↓

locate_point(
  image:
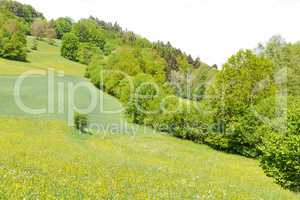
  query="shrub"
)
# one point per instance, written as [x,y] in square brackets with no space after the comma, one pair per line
[13,46]
[281,159]
[34,44]
[281,150]
[12,40]
[81,122]
[86,52]
[70,45]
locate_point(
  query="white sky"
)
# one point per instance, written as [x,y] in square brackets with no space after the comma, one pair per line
[210,29]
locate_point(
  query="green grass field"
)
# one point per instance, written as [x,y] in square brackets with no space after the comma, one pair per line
[42,158]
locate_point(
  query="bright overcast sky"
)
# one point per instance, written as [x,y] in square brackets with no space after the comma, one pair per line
[210,29]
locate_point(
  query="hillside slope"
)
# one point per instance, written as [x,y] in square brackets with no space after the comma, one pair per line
[43,158]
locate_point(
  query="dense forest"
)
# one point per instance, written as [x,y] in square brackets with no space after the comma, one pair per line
[250,106]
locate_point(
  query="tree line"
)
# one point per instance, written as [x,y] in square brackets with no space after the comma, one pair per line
[249,107]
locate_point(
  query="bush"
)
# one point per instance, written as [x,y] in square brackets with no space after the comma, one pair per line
[281,159]
[13,46]
[70,45]
[34,44]
[81,122]
[86,52]
[281,150]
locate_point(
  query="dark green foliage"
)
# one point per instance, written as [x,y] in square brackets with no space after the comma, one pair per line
[88,31]
[244,81]
[62,26]
[12,40]
[281,149]
[86,51]
[26,12]
[34,44]
[81,122]
[70,46]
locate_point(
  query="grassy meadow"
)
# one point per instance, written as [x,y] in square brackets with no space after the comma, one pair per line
[42,158]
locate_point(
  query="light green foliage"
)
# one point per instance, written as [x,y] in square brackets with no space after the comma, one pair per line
[39,28]
[47,56]
[81,122]
[244,80]
[285,55]
[86,51]
[12,40]
[26,12]
[62,26]
[281,149]
[87,31]
[70,45]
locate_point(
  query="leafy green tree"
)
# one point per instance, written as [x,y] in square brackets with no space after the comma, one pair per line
[38,28]
[88,32]
[244,81]
[62,26]
[285,55]
[26,12]
[70,45]
[50,34]
[12,40]
[86,51]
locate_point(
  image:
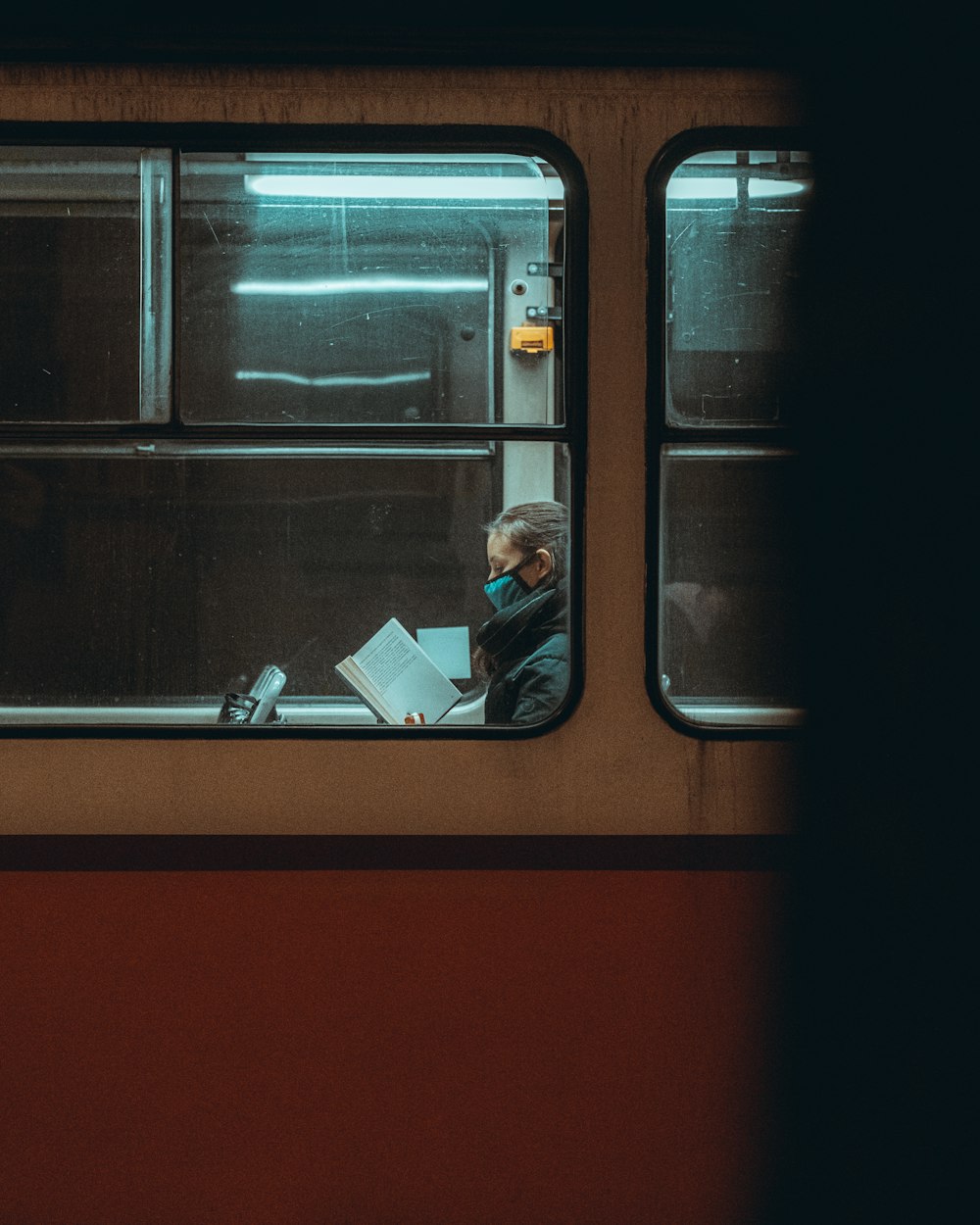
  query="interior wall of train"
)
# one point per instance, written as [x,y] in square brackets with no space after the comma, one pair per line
[317,328]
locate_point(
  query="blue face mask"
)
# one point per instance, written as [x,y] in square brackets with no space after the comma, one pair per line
[508,588]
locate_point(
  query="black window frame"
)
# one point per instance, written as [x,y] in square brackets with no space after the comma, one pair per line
[787,437]
[569,431]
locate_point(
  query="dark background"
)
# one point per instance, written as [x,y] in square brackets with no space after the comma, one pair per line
[880,951]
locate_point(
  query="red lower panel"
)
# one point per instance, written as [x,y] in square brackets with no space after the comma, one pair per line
[406,1048]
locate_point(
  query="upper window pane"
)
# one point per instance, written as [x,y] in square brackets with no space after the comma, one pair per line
[82,282]
[361,288]
[734,233]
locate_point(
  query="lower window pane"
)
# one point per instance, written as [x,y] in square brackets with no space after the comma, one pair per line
[163,582]
[730,611]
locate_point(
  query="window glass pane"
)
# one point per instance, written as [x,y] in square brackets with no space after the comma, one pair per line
[729,642]
[83,282]
[166,578]
[327,288]
[734,234]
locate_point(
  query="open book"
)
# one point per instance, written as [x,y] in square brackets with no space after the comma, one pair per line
[397,680]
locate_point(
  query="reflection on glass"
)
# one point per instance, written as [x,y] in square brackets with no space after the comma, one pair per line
[730,612]
[74,275]
[326,288]
[174,579]
[735,226]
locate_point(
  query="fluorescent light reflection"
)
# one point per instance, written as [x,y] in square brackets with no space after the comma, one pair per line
[331,380]
[728,189]
[367,285]
[408,186]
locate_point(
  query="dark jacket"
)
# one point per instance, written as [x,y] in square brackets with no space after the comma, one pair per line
[528,645]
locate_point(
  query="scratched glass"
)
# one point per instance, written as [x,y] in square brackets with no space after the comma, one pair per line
[83,283]
[735,226]
[356,289]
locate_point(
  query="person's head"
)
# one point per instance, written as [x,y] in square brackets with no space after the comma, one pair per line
[530,542]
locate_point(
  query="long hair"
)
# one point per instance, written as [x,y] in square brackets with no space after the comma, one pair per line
[533,525]
[529,527]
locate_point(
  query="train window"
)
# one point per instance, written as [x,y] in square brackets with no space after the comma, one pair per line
[261,402]
[83,277]
[724,652]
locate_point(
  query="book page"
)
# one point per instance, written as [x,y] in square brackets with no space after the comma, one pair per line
[405,675]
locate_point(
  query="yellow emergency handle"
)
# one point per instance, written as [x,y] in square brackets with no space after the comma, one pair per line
[532,339]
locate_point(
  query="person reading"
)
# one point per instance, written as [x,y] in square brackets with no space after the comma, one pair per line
[523,650]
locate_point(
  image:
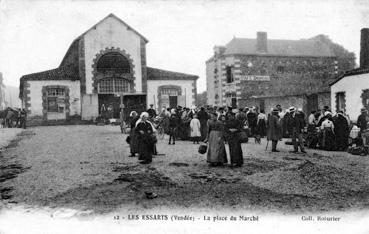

↑

> Exercise objective
Copy out each line of the records that contains the word "dark", matching uppercase and lowercase letters exactly.

> Output of the task
  query="dark green foliage"
  query="dark background"
  query="dark jacket"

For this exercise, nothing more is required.